══ PROVIDED RECORDS

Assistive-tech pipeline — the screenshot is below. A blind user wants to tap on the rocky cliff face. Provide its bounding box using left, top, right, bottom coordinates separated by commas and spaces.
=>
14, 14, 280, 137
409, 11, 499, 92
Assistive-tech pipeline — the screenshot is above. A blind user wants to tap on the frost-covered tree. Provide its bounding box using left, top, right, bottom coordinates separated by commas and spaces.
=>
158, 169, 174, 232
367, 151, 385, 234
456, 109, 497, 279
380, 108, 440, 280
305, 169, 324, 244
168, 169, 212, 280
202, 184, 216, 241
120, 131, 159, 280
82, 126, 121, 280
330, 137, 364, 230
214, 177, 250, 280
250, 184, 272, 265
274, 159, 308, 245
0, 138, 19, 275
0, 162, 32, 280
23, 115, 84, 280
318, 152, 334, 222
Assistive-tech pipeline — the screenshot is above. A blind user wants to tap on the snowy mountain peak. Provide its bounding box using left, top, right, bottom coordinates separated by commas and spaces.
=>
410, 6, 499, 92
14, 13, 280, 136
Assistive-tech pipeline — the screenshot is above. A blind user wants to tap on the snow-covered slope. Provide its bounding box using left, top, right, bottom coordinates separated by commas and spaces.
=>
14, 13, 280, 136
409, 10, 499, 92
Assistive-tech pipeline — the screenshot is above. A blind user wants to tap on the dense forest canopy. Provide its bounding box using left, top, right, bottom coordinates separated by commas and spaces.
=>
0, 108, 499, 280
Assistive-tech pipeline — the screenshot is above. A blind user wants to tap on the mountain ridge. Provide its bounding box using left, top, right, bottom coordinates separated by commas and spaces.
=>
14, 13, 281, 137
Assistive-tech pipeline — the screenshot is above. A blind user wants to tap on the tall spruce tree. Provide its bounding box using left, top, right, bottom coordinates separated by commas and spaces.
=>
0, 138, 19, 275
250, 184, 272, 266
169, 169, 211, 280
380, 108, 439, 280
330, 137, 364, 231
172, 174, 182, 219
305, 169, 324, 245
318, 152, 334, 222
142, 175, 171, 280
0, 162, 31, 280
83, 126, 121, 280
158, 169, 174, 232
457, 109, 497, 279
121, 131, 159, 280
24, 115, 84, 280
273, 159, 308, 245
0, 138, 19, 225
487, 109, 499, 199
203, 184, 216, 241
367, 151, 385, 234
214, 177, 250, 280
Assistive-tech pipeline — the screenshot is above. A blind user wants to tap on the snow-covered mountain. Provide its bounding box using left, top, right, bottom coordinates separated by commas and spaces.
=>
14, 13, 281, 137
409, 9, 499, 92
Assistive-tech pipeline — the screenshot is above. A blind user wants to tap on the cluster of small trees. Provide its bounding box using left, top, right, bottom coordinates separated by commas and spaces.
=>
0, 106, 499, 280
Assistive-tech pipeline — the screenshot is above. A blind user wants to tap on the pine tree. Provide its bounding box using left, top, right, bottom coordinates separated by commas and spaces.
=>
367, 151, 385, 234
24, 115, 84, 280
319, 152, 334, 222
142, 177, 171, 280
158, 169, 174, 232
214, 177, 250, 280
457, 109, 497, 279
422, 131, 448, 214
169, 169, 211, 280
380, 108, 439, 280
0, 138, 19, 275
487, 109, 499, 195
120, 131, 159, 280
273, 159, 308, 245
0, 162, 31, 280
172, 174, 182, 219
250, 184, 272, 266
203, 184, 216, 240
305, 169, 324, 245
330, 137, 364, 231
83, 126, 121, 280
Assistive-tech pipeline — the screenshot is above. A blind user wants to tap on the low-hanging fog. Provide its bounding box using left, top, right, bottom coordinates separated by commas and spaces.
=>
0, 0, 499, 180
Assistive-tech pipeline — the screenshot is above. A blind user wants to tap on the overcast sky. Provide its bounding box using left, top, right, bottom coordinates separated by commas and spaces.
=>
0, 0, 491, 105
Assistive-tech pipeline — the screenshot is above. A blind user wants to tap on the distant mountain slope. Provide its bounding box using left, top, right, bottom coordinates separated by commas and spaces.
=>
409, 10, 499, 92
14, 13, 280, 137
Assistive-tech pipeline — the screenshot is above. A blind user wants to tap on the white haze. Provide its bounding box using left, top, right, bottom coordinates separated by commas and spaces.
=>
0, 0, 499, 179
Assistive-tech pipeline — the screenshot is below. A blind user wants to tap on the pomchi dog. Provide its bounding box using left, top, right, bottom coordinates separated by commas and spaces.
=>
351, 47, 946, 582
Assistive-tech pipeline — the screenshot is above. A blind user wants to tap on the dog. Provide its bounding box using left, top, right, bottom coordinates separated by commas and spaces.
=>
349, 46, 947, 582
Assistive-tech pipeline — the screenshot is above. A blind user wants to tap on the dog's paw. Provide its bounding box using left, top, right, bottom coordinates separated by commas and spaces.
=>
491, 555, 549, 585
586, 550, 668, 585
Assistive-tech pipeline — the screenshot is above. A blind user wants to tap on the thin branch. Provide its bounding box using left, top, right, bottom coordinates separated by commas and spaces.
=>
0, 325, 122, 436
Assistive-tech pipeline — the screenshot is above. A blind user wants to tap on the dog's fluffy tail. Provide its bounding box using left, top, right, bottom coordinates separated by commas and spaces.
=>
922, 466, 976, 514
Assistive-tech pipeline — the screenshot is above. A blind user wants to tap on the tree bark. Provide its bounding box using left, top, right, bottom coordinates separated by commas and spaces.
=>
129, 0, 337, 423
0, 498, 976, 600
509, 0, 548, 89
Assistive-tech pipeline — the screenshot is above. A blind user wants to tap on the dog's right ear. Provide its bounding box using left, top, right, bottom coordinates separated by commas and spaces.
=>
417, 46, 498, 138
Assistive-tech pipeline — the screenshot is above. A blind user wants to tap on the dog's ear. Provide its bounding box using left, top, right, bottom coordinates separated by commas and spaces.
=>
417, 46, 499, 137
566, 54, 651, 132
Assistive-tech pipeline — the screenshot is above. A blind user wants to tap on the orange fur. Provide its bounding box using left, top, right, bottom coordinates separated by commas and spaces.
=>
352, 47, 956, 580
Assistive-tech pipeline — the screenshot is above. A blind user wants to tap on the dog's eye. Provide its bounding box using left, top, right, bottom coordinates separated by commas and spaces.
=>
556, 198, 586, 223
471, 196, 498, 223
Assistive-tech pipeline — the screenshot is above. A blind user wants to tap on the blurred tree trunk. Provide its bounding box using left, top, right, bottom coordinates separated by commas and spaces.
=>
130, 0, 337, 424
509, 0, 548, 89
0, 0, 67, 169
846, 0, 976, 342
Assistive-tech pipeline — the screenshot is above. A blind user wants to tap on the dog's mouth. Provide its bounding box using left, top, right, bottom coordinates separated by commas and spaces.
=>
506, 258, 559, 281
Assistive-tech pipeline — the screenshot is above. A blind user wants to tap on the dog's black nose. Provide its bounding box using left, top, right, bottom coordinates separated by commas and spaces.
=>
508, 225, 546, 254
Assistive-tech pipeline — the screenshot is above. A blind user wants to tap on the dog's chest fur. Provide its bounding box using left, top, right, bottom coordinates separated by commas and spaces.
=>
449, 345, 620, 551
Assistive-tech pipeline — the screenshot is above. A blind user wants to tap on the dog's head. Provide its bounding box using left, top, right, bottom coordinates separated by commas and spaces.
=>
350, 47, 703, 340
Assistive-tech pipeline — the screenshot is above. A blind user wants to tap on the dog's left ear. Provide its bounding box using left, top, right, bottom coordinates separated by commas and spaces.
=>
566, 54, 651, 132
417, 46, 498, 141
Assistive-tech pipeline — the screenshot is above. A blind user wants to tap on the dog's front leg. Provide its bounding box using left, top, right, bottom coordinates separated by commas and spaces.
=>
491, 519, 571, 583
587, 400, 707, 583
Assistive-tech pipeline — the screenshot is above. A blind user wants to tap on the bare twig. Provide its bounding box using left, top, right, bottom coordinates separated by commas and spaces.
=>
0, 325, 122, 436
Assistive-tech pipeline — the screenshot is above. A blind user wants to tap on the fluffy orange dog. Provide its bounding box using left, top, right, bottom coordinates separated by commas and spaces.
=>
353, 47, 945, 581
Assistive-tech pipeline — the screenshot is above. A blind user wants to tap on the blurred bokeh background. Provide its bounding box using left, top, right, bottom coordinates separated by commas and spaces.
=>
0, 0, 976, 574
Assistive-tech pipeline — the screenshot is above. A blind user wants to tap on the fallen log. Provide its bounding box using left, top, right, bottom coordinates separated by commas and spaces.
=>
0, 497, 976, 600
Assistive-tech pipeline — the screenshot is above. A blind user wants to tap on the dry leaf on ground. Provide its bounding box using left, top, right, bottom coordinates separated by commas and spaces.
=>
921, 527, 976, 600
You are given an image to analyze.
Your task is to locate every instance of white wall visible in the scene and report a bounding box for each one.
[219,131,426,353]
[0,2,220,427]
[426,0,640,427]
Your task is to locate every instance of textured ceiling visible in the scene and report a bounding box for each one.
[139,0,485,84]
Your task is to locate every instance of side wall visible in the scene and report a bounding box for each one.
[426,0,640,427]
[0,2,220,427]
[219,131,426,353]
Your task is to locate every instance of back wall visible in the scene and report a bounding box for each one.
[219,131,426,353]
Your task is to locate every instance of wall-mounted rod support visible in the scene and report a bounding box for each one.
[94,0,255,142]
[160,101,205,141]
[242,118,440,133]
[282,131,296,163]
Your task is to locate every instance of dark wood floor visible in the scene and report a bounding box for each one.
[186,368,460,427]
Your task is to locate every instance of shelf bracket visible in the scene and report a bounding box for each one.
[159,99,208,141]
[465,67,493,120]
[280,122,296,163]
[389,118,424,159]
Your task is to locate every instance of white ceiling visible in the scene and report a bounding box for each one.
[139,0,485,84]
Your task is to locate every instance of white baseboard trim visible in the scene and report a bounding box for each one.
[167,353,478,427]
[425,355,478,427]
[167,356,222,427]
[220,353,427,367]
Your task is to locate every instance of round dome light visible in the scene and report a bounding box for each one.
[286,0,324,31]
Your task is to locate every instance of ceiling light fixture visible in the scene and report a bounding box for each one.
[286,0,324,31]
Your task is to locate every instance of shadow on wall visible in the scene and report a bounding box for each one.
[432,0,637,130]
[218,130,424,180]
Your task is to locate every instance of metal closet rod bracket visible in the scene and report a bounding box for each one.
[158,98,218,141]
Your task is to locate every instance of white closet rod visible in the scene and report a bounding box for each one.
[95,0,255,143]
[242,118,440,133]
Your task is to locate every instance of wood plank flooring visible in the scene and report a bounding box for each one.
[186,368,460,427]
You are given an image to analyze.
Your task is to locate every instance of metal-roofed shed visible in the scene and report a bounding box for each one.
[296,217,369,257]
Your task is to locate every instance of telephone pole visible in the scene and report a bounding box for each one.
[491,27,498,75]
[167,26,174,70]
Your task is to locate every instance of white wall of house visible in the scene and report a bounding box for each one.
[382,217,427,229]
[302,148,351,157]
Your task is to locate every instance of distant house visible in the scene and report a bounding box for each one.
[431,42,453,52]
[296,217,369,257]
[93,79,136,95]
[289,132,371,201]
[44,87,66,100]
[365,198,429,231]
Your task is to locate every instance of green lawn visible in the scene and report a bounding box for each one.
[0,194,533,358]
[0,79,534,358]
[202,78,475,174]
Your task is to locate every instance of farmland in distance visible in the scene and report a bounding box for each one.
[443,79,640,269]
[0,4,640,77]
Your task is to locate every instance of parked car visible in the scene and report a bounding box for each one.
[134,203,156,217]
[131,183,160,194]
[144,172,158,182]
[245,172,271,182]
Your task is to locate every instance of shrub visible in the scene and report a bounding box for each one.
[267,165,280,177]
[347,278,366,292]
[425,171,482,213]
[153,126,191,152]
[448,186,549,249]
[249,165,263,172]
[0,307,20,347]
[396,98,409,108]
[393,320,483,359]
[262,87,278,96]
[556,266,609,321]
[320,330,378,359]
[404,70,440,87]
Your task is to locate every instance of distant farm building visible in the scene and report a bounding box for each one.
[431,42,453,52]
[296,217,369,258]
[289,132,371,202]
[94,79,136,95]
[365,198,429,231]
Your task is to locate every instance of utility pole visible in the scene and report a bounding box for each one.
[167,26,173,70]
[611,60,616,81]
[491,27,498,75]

════

GOAL OF THE EXERCISE — Reproduce the rows from the start through the line containing "409, 11, 499, 92", both ends included. Leave the requests unchanged and add 32 to every bounding-box coordinate in the answers.

SOLUTION FOR THIS EXERCISE —
Assistive-tech pipeline — the screenshot is below. A blind user wants to tap on the rocky cliff face. Provide its bounding box using left, top, right, bottom coordinates separated by commas and spaces.
=>
46, 46, 312, 169
441, 43, 531, 124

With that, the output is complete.